◆ **Source document**:
When we are coming to Iraq, this is exactly the same. As the US has been officially invited by the Iraqi government to go to Iraq to fight terrorism. The US narrative, its reason to be in Iraq, is because the Iraqi government has invited the US. The Iraqi government also has invited Iran to go to Iraq, like Americans, to help Iraqis fight the Islamic State and terrorists to defend their integrity. This intervention is read by Saudi Arabia as an intervention in Arab affairs, with hegemonic intentions or hegemonic policies. And it is read by Iranians as requests by official governments to fight terrorism.

The other issue is differences about Yemen. Iran has opposed the military invasion of Yemen. And I think we all would agree that the Saudi understanding was that they would be able to resolve Yemen in two, three months, maximum, if not weeks. But this is years. The worst humanitarian disaster has been created. And Saudis are blaming Iranians for supporting Houthis. And they justify their military intervention because Iran is backing the Houthis. And to be fair, security wise, Yemen is the backyard of Saudi Arabia. And Saudi Arabia has the right to be very much concerned about its security. I think Prince Turki would agree with me that the Houthis, the Zaydis, have been ruling Yemen for 1,000 years. Since the Egyptian invasion of 1962, they were removed from power and from the early 1960s they were an ally of Saudi Arabia, not Iran. They were the good friends of Saudi Arabia, an ally of Saudi Arabia, and even Abdullah Saleh was an ally of Saddam during the war against Iran.

From the time the Saudis attacked Yemen, the Houthis came to Iran and Iranians have been supporting the Houthis. However, the big difference is whether the military invasion was correct or not. Iranians insist that this was completely a big mistake, creating such a disastrous situation. And Yemen has a political solution, not a military solution.

The other issue is about Libya. Iranians interpret the NATO, American, Saudi, GCC attack on Libya as a big mistake. In Libya, like Qatar, Iran never really had influence or interference, over there was a Sunni government, the overwhelming majority are Sunni. And when NATO, GCC attacked Libya, it is left with a mess and a haven for terrorists.

The second problem is ideological. Shia/Sunni differences are realities. However, the overwhelming majority of the Sunni world is not in a fight with Shia. But some Wahhabi muftis are the extremely enemy of Shia. Even some of them have issued fatwas [according to which] any Sunni killing a Shia would go to heaven. Therefore, this is actually the second issue between Iran and Saudi Arabia, which we cannot neglect.

The third Iranian dispute with Saudi Arabia is about Saudi support for war on Iran and the disintegration of Iran. Whether you would agree or not, Iranians are really convinced that since the revolution, Saudi Arabia has been after the disintegration of Iran through sanctions, pressure, and if possible, war. Just some months after the revolution, before the Syrian crisis, even before the creation of Hezbollah, before the Libyan crisis, before the Yemen crisis, before everything, Saddam invaded Iran and all GCC countries supported Saddam’s invasion of Iran. And Saddam officially announced that a province, Khuzestan, is part of Iraq. A clear disintegration of Iran. And this war had hundreds of thousands of injured and killed. Hundreds of billions of dollars of damages.

Moderator: I want to make sure we have time for more questions. Just as a recap of some of the points you made, you mentioned first that the regional order, and you said that the absence of the US was actually an aspect that Iran was seeking.

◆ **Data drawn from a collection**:
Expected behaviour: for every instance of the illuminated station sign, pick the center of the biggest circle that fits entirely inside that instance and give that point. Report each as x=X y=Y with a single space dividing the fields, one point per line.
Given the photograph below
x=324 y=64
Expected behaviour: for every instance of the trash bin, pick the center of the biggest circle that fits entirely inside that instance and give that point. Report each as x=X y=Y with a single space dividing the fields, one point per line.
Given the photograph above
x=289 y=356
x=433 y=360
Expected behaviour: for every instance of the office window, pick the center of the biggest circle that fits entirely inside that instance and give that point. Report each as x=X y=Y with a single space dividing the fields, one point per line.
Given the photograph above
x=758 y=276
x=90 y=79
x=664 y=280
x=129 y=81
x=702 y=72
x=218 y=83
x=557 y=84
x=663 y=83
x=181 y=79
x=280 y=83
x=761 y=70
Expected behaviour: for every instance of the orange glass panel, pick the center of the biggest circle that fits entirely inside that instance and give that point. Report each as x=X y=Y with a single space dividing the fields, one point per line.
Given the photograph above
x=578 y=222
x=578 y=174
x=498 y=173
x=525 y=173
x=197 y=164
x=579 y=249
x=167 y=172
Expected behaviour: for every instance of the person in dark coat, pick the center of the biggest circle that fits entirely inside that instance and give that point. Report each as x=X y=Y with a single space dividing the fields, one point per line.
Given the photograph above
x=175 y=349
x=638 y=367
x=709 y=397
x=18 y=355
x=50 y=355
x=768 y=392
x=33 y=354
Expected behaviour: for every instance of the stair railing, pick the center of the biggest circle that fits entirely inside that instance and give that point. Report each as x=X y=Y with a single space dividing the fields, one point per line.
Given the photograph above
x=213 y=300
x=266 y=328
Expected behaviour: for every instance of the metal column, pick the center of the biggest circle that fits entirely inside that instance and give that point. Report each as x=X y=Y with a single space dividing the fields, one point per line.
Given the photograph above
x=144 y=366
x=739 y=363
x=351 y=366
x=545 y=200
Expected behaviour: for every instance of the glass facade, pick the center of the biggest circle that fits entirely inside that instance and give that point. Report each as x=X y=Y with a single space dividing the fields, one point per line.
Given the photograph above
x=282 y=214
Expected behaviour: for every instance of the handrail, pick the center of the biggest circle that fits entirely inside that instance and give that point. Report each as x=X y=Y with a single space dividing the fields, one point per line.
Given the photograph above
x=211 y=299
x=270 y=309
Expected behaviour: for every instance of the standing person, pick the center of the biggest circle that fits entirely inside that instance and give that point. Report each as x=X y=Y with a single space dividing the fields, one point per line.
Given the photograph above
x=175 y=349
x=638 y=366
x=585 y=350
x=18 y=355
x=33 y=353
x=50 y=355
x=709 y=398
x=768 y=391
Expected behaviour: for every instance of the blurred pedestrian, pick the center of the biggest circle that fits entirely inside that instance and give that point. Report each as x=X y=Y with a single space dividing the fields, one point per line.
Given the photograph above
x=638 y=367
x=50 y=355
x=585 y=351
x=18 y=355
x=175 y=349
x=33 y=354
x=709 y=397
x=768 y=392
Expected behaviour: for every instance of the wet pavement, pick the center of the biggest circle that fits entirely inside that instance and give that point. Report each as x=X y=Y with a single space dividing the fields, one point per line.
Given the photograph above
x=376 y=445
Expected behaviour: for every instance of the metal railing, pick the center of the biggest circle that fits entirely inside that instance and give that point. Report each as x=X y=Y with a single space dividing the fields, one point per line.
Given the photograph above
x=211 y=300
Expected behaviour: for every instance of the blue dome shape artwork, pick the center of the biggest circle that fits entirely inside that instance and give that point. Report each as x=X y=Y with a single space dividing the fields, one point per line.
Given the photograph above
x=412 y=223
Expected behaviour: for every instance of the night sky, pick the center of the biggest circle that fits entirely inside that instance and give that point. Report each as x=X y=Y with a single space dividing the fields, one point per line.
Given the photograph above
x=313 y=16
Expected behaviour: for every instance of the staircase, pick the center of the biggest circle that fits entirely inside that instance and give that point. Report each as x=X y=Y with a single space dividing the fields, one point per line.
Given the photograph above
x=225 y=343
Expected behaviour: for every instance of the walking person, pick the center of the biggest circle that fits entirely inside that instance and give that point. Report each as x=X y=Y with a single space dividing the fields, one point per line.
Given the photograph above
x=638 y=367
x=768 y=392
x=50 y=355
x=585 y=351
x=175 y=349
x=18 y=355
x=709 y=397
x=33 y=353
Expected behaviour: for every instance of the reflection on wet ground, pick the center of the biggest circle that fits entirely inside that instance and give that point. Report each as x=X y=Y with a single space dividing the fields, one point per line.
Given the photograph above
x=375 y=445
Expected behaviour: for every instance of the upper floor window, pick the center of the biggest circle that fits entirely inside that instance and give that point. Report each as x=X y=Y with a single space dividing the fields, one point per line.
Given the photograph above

◆ **What this exercise asks**:
a – In the talk on Iran and Saudi Arabia, how long did the Saudis expect it would take to resolve Yemen?
b – Using the talk on Iran and Saudi Arabia, explain why the speaker calls Saddam's invasion "A clear disintegration of Iran."

◆ **Results of the exercise**:
a – Two or three months at most, if not weeks.

b – Saddam officially announced that the province of Khuzestan was part of Iraq. That claim would have split off part of Iran's territory.